DATA TO PROCESS:

************

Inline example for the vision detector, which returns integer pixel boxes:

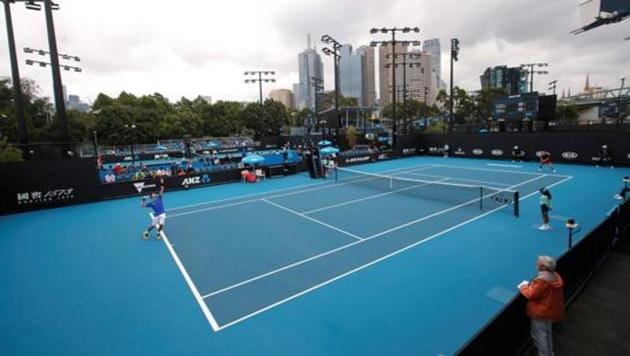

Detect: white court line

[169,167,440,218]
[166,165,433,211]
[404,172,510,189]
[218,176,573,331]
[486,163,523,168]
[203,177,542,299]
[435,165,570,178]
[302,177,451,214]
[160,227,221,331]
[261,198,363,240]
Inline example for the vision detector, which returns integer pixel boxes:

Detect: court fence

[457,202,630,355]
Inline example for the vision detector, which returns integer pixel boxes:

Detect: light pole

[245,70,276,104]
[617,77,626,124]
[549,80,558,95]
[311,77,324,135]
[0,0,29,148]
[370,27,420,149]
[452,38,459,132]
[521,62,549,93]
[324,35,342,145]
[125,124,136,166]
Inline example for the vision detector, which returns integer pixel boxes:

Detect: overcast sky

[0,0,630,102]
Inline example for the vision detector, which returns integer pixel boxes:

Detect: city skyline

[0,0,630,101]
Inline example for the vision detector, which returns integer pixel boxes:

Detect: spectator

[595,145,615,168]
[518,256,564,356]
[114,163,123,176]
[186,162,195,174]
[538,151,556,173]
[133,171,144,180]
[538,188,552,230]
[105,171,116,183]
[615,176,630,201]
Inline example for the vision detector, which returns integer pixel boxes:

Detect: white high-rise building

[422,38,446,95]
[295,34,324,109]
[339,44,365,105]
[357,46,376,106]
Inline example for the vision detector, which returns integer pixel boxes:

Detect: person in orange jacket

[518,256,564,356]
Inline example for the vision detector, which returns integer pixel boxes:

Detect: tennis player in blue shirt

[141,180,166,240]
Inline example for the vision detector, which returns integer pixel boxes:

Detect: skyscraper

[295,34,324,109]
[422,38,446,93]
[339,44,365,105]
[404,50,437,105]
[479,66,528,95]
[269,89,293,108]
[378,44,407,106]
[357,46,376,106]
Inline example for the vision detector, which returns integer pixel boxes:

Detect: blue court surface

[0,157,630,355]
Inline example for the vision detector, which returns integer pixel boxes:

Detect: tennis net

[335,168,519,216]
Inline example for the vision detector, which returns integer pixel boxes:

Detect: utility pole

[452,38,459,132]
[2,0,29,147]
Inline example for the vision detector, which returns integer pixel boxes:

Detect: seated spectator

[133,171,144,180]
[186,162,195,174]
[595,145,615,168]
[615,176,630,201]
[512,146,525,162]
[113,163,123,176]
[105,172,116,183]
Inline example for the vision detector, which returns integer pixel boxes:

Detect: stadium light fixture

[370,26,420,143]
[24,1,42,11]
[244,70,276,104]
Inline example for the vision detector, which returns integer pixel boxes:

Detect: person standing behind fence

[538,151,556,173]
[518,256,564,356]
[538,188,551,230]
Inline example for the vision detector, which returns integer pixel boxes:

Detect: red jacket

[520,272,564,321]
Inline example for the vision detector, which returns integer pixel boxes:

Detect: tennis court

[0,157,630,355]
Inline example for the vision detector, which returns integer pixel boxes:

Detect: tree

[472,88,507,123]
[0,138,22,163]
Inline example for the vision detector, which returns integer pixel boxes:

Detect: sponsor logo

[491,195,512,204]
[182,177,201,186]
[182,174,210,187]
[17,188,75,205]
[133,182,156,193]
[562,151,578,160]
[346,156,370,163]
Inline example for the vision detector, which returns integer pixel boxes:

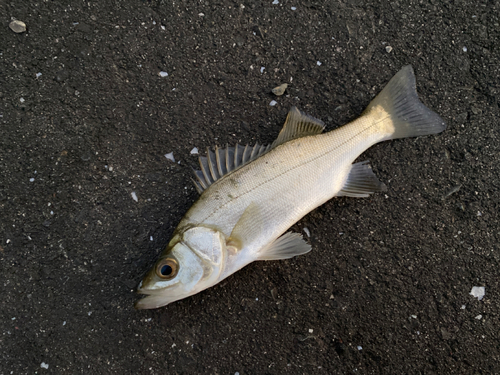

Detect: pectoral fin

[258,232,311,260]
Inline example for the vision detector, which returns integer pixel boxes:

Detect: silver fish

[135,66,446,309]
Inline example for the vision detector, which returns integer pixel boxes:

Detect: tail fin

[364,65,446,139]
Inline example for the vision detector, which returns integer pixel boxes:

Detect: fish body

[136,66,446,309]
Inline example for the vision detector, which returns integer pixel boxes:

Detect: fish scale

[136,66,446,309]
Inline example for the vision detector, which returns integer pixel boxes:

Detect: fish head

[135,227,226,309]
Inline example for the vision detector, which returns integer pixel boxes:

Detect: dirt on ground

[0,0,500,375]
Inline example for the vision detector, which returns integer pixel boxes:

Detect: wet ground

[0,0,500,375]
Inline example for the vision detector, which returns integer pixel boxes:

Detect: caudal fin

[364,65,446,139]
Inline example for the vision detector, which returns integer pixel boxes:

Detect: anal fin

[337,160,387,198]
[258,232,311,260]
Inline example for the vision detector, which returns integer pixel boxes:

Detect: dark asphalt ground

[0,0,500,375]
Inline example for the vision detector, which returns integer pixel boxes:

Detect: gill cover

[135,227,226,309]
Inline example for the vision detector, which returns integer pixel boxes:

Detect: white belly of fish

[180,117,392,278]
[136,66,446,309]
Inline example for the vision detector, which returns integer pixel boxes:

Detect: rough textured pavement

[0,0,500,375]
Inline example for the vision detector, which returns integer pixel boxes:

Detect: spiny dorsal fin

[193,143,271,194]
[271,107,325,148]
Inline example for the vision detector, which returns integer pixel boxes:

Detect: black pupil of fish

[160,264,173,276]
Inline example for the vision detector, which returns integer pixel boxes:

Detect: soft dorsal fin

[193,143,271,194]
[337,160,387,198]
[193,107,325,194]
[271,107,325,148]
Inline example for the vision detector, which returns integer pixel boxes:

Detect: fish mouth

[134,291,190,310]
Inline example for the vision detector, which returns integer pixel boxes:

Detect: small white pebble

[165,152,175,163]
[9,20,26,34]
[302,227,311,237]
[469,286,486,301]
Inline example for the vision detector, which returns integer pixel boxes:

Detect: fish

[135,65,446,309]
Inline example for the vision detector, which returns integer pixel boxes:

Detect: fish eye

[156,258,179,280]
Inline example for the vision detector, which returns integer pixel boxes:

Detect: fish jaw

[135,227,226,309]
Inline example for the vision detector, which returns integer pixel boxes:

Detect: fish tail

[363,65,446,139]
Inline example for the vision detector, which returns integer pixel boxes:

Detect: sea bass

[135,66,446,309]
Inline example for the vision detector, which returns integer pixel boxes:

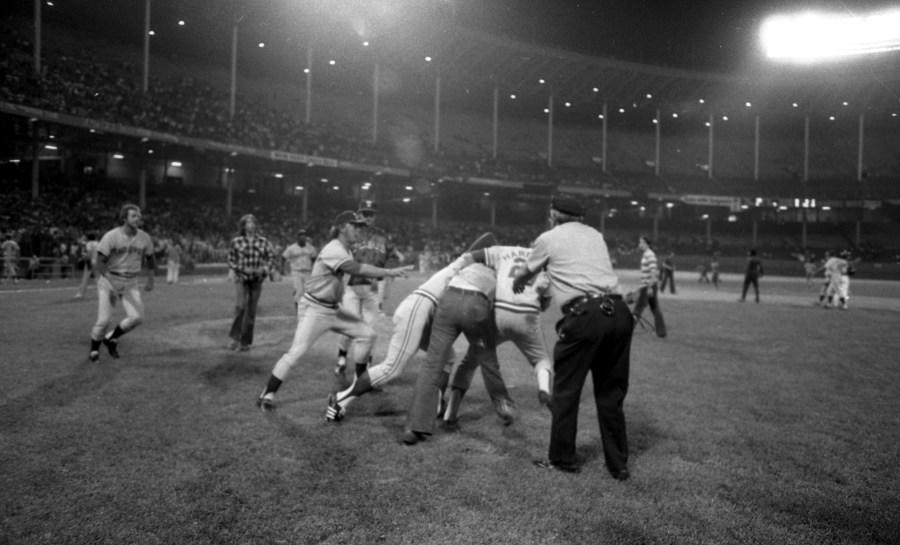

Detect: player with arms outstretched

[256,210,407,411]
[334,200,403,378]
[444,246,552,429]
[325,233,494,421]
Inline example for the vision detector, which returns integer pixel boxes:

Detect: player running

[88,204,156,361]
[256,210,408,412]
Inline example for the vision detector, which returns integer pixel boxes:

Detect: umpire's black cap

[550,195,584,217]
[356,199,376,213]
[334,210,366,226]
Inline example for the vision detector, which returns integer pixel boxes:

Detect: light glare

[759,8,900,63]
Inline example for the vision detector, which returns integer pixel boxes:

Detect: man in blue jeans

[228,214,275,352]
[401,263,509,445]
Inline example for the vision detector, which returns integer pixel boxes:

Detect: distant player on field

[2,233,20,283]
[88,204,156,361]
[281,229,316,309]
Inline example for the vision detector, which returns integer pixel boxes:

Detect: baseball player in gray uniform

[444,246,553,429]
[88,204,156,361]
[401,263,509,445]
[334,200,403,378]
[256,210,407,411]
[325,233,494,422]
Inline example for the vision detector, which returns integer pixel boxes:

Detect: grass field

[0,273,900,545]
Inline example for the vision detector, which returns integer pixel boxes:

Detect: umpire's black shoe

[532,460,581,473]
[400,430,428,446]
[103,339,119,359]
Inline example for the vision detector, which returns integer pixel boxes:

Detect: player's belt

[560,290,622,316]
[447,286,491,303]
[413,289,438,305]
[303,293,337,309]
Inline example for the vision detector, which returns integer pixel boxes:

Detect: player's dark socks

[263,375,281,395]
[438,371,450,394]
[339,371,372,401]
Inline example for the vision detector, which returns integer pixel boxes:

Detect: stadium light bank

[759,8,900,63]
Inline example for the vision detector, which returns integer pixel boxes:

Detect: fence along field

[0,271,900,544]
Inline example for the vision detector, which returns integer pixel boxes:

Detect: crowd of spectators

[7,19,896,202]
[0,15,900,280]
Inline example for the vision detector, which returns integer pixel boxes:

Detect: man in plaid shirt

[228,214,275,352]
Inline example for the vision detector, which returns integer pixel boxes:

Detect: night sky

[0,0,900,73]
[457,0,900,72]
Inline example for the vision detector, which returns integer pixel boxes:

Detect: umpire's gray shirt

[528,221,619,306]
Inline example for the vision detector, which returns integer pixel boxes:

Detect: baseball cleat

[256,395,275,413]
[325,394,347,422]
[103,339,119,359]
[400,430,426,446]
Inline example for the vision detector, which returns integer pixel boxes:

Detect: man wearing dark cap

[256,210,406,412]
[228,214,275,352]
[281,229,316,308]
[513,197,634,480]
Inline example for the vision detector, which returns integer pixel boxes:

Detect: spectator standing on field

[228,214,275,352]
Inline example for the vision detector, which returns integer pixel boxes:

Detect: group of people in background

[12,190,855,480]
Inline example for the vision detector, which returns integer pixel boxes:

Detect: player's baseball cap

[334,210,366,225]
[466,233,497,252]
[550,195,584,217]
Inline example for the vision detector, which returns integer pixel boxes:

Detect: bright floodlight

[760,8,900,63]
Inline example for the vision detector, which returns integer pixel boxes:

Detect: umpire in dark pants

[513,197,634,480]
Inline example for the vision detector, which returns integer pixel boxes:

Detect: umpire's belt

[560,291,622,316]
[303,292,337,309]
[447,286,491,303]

************

TASK PROMPT: List the entries as a numbered list, beginning at the start of the entries and ending with the line containing "[457,202,630,355]". Include both of those lines, skip the blank lines, and omit the pictures.

CORRECT RESPONSE:
1. Inline example for the vision detector, which returns integer pixel boxes:
2. Detect: white court line
3. [169,167,440,218]
4. [166,165,433,211]
5. [404,172,510,189]
6. [218,176,573,331]
7. [486,163,523,168]
8. [203,177,542,299]
9. [435,165,570,178]
10. [302,177,451,214]
11. [160,227,221,331]
12. [261,198,363,240]
13. Inline example for the vision detector, which returns integer pixel boxes:
14. Detect: court fence
15. [457,202,630,355]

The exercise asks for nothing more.